◆ **Extracted information**
____

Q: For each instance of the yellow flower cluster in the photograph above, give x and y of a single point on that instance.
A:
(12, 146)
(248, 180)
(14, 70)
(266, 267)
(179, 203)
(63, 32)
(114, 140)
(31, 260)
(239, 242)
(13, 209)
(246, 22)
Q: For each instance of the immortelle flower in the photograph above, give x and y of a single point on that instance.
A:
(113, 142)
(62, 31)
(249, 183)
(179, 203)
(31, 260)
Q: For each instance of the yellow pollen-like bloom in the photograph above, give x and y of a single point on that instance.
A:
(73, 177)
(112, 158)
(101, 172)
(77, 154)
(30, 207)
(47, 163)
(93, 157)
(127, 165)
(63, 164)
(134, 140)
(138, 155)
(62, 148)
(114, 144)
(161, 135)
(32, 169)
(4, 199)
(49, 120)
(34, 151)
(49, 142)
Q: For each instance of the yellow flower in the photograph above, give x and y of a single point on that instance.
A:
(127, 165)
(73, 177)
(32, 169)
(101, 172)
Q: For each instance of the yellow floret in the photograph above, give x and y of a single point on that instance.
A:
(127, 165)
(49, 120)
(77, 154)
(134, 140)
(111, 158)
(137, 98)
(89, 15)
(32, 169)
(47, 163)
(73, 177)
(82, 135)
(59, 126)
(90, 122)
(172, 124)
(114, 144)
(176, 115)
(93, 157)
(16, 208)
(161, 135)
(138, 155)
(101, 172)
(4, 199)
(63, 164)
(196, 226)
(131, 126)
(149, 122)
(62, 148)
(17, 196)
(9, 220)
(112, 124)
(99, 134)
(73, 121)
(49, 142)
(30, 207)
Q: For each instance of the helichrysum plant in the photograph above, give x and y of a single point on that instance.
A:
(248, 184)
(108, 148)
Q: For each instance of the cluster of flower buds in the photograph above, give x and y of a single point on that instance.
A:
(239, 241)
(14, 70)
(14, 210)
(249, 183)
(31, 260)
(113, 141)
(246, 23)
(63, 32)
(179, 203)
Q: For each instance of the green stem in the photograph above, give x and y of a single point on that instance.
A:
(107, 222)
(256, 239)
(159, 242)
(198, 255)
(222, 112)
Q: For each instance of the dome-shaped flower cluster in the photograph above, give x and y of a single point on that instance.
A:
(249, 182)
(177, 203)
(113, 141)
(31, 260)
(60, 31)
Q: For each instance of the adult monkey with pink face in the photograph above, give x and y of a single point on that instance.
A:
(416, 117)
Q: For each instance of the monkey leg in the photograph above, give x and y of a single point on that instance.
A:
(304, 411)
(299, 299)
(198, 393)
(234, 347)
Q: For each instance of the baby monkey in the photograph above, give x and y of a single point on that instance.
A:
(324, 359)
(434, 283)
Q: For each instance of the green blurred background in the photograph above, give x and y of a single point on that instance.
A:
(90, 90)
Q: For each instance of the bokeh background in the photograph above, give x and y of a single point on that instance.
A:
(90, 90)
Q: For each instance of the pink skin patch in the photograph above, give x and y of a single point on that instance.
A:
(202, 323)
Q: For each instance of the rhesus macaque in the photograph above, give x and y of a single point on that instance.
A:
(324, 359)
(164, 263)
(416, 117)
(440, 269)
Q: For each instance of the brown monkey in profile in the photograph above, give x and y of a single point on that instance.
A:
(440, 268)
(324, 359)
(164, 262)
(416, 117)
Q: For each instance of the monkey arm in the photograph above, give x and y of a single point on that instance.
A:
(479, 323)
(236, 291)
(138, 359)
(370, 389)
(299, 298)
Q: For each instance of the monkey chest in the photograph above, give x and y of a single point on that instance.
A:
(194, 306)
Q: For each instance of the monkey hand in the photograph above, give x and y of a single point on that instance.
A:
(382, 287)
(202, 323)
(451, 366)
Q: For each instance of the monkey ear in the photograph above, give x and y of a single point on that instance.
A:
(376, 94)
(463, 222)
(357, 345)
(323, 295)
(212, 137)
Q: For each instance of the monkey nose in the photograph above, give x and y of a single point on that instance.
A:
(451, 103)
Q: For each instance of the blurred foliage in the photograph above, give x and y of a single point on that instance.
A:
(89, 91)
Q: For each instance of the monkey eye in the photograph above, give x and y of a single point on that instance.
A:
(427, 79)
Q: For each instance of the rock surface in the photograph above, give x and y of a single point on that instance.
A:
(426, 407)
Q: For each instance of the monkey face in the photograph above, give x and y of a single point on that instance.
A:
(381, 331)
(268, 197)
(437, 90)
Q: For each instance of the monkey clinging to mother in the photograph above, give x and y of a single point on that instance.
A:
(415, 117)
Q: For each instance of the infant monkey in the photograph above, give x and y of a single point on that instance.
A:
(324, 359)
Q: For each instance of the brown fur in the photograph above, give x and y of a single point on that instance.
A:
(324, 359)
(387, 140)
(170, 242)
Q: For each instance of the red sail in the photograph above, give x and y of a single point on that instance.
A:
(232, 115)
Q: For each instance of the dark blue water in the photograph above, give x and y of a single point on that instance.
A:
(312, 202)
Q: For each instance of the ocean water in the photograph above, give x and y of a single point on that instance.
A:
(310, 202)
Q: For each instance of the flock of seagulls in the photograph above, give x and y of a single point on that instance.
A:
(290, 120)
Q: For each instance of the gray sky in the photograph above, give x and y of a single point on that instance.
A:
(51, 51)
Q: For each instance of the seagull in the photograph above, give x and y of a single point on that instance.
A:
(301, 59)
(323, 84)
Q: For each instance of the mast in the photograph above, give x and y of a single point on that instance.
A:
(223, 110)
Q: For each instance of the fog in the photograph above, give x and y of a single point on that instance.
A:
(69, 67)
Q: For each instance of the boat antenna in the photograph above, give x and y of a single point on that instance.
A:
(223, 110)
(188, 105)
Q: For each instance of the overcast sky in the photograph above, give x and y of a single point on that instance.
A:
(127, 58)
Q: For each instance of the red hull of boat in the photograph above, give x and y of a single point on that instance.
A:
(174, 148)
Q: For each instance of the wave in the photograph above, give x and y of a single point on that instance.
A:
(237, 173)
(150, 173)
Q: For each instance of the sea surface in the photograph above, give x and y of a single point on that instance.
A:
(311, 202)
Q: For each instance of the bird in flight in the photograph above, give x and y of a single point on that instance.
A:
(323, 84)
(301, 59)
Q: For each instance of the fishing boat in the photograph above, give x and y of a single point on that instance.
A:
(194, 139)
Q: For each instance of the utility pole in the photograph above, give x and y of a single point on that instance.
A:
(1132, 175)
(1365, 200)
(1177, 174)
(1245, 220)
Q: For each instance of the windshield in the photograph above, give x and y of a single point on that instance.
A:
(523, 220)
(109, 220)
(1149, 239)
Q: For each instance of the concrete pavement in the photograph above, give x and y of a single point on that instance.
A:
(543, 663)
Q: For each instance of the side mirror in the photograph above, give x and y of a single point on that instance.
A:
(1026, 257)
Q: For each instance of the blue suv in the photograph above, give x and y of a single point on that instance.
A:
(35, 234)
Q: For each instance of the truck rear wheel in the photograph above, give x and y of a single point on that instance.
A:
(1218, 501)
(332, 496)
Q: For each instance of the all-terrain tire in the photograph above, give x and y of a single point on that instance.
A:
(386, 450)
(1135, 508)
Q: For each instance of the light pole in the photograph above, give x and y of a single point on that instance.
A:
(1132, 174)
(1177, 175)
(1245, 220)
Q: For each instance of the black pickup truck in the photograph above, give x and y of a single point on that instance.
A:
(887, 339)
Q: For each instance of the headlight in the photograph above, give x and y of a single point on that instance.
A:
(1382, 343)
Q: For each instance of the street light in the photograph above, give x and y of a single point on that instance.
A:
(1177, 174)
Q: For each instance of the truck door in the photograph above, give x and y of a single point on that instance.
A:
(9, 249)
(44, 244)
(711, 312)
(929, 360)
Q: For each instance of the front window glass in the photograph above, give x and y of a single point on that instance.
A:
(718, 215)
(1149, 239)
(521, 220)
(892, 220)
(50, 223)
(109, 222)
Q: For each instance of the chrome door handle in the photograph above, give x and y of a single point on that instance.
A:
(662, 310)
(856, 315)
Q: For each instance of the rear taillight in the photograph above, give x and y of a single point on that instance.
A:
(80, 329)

____

◆ **What to work on**
Please find every line in the listing that holds the string "rear" and copy it.

◆ **Problem solution**
Q: For each instance of the truck rear wheel in the photograph above, give x and y of a single point on that instance.
Q: For each instance of the rear taillight in the photograph above, give x and y of a single point on that instance.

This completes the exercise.